Stated goal
Each record must be retyped in full. No character may differ.

Extracted records:
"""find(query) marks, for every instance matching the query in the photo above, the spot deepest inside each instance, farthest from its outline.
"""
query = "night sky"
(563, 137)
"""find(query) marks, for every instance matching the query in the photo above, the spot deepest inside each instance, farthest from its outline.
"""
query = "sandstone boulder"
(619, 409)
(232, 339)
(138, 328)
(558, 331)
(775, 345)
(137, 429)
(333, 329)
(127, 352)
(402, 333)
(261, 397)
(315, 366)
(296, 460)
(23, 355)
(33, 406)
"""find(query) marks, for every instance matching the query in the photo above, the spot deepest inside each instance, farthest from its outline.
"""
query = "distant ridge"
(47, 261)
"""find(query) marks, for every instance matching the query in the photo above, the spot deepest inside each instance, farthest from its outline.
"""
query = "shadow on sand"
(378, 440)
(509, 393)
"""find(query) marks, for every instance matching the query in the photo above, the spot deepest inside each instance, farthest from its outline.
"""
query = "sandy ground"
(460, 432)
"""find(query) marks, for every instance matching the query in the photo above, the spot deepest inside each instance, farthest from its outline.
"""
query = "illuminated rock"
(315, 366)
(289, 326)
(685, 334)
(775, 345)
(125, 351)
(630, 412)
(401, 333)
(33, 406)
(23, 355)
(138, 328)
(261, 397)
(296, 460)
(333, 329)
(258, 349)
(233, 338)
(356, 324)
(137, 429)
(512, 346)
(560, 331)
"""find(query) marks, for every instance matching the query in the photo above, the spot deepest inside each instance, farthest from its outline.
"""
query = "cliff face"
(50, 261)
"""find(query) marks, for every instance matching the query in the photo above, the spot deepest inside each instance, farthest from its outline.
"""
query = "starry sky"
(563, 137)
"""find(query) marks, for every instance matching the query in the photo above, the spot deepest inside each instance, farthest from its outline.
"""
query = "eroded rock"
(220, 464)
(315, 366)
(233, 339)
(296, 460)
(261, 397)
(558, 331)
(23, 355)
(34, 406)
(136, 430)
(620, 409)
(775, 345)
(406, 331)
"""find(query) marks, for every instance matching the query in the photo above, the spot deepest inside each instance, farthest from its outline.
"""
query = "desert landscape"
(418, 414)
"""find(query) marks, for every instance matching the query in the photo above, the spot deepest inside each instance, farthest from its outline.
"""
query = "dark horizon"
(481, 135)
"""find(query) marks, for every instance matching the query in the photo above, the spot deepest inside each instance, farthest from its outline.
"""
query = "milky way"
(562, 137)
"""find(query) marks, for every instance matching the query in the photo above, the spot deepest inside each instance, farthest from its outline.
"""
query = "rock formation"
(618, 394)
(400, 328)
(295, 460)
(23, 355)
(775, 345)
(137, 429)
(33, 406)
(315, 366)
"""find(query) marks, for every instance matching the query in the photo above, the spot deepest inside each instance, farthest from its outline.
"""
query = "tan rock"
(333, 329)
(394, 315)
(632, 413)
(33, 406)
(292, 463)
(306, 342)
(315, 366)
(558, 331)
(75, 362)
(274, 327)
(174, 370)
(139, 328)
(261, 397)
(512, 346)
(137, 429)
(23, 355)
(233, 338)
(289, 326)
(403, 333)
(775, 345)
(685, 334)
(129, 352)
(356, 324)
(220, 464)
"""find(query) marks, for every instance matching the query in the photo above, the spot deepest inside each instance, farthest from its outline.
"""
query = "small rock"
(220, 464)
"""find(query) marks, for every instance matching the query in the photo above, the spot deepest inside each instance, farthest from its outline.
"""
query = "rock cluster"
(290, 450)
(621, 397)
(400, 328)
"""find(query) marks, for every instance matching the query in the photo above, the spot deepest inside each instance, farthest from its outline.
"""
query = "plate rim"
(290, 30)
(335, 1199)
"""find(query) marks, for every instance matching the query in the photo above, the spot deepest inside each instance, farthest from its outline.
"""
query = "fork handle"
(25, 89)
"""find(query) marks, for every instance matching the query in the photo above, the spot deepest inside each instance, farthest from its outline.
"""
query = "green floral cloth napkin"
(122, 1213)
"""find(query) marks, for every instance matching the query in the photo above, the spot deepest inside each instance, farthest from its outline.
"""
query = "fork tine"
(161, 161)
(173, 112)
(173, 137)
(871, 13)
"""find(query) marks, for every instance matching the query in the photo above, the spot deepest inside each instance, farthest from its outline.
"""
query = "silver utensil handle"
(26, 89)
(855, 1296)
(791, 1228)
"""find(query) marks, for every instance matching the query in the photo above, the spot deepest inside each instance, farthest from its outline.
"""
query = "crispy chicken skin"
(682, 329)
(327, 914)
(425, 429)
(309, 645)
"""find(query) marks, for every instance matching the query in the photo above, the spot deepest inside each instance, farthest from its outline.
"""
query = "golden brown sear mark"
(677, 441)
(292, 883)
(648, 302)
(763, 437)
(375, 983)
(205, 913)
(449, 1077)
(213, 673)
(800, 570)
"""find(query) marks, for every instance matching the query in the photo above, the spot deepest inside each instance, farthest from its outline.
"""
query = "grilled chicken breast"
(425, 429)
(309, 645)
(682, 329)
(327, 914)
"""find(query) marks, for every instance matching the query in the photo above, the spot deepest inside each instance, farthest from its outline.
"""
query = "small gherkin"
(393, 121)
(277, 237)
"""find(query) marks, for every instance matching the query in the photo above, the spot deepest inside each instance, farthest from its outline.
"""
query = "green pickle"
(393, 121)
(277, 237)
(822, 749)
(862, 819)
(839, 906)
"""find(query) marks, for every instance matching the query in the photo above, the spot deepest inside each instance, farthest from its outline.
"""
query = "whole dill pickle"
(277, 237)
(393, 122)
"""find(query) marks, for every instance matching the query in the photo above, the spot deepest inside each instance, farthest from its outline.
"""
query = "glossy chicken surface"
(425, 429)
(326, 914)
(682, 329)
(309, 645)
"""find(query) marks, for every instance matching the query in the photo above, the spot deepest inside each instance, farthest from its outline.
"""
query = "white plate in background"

Task output
"""find(query) marks, for every instance matching the query in the photo above, the spot deepest inside each instance, farthest from its outline.
"""
query = "night sky"
(563, 137)
"""find(query) marks, for every instance matching the query in the photo above, the spot deepest inside each instance, farthest from its outline.
"""
query = "sandstone boulder"
(619, 409)
(232, 339)
(138, 328)
(558, 331)
(775, 345)
(137, 429)
(333, 329)
(127, 352)
(402, 333)
(261, 397)
(315, 366)
(296, 460)
(23, 355)
(33, 406)
"""find(query) marks, for every instance matching the query in the photo above, the spot deepest inside each instance, farthest from its outline.
"""
query = "distant ridge"
(47, 261)
"""find(query) marks, for every instance matching the query in the photo above, the spot deepest inside each instance, farthest from its outline.
"""
query = "shadow on sand"
(378, 440)
(509, 393)
"""find(query) marks, for every instance matching the query in the photo above, the spot deepest inside each instance, farthest from its outline.
"""
query = "sandy ground"
(460, 432)
"""find(query) marks, for every instance matching the query in the photo above, the spot deepest inside each instance, farthest from its outline.
"""
query = "illuminated rock"
(315, 366)
(289, 326)
(685, 334)
(775, 345)
(125, 351)
(630, 412)
(401, 333)
(33, 406)
(23, 355)
(138, 328)
(261, 397)
(296, 460)
(333, 329)
(258, 349)
(233, 338)
(356, 324)
(137, 429)
(512, 346)
(560, 331)
"""find(query) marks, for every instance matching the query in the photo above, the spot deepest inside each instance, farthest from its outline.
"""
query = "cliff face"
(50, 261)
"""find(query) marks, for every instance matching the query in the photo above, the spot deepest inside each instance, farthest from its outline.
"""
query = "starry sky"
(563, 137)
"""find(query) marks, for every instance matching the query in the photo above, the spot deepest inside each instance, farthest from its outline.
"""
query = "eroded rock"
(220, 464)
(315, 366)
(233, 339)
(296, 460)
(261, 397)
(558, 331)
(23, 355)
(34, 406)
(136, 430)
(620, 409)
(775, 345)
(406, 331)
"""find(query) marks, for every instance matching the query in the photo above, the spot deepest inside each instance, farthest from its outline.
"""
query = "desert landscape"
(418, 414)
"""find(query) marks, for every instance matching the query in the photo above, the spot deepest inside each instance, farthest from its outline.
"""
query = "dark horizon"
(481, 135)
"""find(query) marks, for every instance matching the query in the photo above, the spot deepest inside each instance, farthest from its outline.
"""
query = "milky way"
(562, 137)
"""find(query) marks, for every instance matching the query in the photo above, the spot deepest inside each instance, farthest from its outline.
"""
query = "rock formation"
(618, 394)
(400, 328)
(295, 460)
(23, 355)
(775, 345)
(137, 429)
(33, 406)
(315, 366)
"""find(query) marks, for every instance matching the query in the photo above, the spot deepest inside each instance, farthest from its outline.
"""
query = "tan rock"
(333, 329)
(394, 315)
(632, 413)
(33, 406)
(292, 463)
(306, 342)
(315, 366)
(558, 331)
(75, 362)
(274, 327)
(174, 370)
(139, 328)
(261, 397)
(512, 346)
(137, 429)
(23, 355)
(233, 338)
(289, 326)
(403, 333)
(775, 345)
(685, 334)
(129, 352)
(356, 324)
(220, 464)
"""find(query) marks, for every instance matching the query in the photo above, the spot deepest inside each instance, farthest from its outline.
"""
query = "small rock"
(220, 464)
"""find(query) marks, for every instance matching the query in the photo above, the spot deepest inside each instance, farthest from its outline.
"""
query = "rock cluster"
(290, 450)
(621, 397)
(400, 328)
"""find(query) marks, for every instance matching the query in the photo above, the spot deepest inside each instance, farthest from its outline.
"""
query = "plate rim"
(290, 30)
(335, 1199)
"""find(query) marks, for every instance matching the query in the photo above, the spot deepest inside each instance, farthest from its outline.
"""
query = "fork handle"
(25, 89)
"""find(query) marks, for every instance matching the query in the photo above, the spot deepest inside each instance, farthest from its outline.
"""
query = "green floral cloth napkin"
(122, 1213)
"""find(query) marks, for every instance matching the query in the photo above, the spot deepest inside each instance, farthest from its outline.
"""
query = "fork tine"
(161, 161)
(173, 112)
(173, 137)
(871, 13)
"""find(query) marks, for every instance matching the query in the photo above, the spot deepest inside each instance, farthest from its outline.
"""
query = "silver utensil handle"
(26, 89)
(855, 1296)
(791, 1228)
"""find(query) marks, for every instance matching the query in the photo above, the spot deepest inside each instance, farthest from its outline.
"""
query = "crispy chicken skin"
(682, 329)
(327, 914)
(425, 429)
(309, 645)
"""find(query) marks, for every instance matching the query in the photo above, the spot deepest inside each instance, farthest from its outline.
"""
query = "golden brown sear mark"
(677, 441)
(292, 883)
(648, 302)
(763, 437)
(375, 983)
(205, 913)
(449, 1077)
(213, 673)
(800, 570)
"""find(query) marks, for every instance matching the query in the photo above, the spot deepest inside each instance, farthest from its outline.
"""
query = "grilled chicken breast"
(425, 429)
(309, 645)
(682, 329)
(327, 914)
"""find(query) marks, for every instance matching the query in the photo above, the spot deepest inside each instance, farthest from its outline.
"""
query = "small gherkin"
(393, 121)
(277, 237)
"""find(query) marks, for every instance matching the query in the photo above, the spot deepest inside each instance, farthest from its outline.
"""
query = "green pickle"
(393, 121)
(277, 237)
(822, 749)
(862, 819)
(839, 906)
"""find(query) marks, for every instance matching the query in the photo above, the spot deepest inside each instance, farthest from its outline.
"""
query = "whole dill pickle"
(277, 237)
(393, 122)
"""find(query) marks, for every instance matching the query in the photo above, the spot deepest inside each instance, farthest from its outline.
"""
query = "glossy chicken surface"
(425, 429)
(326, 914)
(682, 329)
(309, 645)
"""find(query) marks, for every instance matching the query in the photo above, the spot deepest inside each instance, farthest from its outline.
"""
query = "white plate in background"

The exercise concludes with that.